PROMPT: How many lines in the listing below contain the string "bamboo"? Reply with the number alone.

[Start of LISTED ENTRIES]

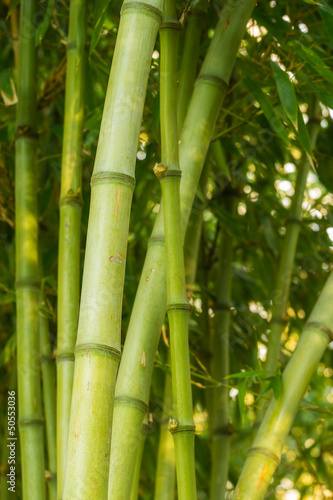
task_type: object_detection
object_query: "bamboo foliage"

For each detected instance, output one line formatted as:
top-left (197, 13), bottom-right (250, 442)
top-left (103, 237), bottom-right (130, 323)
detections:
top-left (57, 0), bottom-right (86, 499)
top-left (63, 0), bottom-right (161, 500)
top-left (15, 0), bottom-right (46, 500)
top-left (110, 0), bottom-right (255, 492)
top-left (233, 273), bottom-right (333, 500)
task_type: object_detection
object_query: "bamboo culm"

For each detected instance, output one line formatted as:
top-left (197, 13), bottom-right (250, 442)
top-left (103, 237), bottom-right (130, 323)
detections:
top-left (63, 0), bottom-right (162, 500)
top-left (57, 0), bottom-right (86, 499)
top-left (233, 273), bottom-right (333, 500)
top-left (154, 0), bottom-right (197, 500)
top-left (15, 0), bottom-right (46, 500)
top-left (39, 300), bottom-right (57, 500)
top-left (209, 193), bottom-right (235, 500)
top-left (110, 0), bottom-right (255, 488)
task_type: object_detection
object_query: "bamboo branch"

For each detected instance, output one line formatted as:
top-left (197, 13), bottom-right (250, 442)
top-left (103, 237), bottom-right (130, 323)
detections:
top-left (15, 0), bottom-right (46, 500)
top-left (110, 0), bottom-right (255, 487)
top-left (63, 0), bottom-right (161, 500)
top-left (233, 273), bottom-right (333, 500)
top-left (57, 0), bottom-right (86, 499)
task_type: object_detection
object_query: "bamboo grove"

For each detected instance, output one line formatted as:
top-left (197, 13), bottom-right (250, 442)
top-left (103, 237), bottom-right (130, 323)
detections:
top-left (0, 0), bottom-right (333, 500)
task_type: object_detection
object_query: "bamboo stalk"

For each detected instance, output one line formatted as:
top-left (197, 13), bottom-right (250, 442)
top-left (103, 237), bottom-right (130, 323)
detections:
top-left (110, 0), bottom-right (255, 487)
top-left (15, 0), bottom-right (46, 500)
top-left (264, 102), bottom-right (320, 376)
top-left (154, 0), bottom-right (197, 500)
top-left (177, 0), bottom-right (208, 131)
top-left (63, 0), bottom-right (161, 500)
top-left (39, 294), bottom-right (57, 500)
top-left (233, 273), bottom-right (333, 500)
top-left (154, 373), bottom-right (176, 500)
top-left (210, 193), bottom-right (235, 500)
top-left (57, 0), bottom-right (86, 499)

[End of LISTED ENTRIES]
[Start of LISTED ENTRIES]

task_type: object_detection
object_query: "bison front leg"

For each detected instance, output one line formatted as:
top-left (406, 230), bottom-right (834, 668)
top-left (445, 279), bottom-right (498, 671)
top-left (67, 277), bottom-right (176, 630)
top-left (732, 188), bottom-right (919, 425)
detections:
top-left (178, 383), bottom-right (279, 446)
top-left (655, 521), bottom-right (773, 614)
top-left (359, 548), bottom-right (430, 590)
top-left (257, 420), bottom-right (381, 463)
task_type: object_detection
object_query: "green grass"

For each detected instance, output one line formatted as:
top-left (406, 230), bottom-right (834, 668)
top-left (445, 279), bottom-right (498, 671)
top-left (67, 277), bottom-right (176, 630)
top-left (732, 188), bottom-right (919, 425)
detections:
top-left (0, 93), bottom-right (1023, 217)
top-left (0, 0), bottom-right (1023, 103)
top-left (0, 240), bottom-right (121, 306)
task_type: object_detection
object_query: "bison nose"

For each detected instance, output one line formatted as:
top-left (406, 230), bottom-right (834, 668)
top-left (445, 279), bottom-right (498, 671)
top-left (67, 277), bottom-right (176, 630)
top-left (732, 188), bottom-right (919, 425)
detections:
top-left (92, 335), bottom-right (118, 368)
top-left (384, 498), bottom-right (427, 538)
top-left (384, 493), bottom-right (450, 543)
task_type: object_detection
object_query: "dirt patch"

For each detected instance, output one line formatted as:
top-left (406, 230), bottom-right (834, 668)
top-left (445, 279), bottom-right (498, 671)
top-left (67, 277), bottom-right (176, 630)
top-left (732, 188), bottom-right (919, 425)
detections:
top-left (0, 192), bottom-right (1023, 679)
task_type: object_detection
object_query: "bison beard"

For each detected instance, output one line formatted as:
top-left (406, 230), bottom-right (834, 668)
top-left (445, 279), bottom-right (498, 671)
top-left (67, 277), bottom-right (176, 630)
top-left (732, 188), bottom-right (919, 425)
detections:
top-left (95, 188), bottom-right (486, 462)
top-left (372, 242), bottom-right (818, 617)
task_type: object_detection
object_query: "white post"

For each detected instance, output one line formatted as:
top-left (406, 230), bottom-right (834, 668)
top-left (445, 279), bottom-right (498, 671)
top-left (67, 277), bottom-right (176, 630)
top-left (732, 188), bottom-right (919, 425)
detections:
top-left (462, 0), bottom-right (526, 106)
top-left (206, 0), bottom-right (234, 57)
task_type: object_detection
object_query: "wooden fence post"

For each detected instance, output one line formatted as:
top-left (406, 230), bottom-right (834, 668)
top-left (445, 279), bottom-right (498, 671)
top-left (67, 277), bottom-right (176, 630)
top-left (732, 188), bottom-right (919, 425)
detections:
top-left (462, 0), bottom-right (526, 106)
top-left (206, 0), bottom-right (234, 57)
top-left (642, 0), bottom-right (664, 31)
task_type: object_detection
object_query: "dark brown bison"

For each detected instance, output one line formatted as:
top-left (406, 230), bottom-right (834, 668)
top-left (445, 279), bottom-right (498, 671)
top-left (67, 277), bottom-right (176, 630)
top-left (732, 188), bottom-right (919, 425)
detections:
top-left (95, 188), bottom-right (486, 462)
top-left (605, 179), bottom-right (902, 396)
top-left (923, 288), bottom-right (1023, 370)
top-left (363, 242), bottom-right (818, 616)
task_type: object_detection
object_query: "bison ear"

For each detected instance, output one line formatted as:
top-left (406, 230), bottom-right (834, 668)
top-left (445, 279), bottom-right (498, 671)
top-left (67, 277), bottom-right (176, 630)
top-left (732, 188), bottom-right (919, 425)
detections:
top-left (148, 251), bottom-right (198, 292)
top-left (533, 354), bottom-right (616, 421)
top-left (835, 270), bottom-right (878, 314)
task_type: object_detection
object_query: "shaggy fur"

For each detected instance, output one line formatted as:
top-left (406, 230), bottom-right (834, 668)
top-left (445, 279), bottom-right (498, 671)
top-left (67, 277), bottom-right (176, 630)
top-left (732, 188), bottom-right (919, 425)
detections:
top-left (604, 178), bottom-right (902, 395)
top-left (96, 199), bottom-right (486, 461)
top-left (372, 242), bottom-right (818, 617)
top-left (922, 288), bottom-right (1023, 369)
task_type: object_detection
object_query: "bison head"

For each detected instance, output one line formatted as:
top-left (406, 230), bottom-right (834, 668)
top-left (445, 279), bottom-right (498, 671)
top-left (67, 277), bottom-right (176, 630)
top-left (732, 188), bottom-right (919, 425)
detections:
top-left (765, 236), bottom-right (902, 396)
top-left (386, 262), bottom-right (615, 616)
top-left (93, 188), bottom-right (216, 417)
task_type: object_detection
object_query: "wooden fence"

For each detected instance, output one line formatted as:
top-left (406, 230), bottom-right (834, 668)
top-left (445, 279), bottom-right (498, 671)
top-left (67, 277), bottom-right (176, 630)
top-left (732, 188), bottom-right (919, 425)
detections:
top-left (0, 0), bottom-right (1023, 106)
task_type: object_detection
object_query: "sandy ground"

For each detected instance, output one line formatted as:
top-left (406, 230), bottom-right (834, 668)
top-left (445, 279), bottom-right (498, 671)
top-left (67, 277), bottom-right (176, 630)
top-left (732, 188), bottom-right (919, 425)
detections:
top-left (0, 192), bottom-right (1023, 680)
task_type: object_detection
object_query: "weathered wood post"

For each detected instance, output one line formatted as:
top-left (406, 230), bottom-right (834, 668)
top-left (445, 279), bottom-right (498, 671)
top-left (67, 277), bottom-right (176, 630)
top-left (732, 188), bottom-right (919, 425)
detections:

[End of LISTED ENTRIES]
[Start of LISTED ENTRIES]

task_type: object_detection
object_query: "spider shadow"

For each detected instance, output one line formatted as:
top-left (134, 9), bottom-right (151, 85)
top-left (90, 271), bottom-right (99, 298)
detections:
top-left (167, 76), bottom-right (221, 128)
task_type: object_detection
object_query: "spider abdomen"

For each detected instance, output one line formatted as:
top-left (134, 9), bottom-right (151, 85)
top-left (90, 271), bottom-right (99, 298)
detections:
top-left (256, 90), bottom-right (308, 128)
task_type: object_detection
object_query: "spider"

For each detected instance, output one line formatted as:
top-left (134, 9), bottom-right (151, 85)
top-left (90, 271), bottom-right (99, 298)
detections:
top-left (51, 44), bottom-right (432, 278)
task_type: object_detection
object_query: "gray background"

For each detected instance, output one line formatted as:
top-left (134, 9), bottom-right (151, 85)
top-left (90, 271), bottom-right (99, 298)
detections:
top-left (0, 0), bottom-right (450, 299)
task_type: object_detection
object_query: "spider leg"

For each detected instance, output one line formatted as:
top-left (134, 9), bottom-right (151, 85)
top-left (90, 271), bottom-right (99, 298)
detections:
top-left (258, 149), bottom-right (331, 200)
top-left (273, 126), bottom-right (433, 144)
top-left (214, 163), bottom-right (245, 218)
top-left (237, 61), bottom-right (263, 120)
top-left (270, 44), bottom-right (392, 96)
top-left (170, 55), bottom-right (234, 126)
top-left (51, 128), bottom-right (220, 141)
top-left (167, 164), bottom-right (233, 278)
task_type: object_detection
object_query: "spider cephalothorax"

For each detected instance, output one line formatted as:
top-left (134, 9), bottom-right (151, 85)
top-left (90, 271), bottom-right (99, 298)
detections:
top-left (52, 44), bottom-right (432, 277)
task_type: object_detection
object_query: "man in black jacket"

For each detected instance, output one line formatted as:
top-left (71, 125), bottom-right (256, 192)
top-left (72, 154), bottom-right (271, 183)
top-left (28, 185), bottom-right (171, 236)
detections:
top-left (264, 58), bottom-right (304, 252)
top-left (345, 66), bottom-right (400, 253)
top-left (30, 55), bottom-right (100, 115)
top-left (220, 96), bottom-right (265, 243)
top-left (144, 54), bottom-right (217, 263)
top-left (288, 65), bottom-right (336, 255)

[End of LISTED ENTRIES]

EXPECTED OUTPUT: 5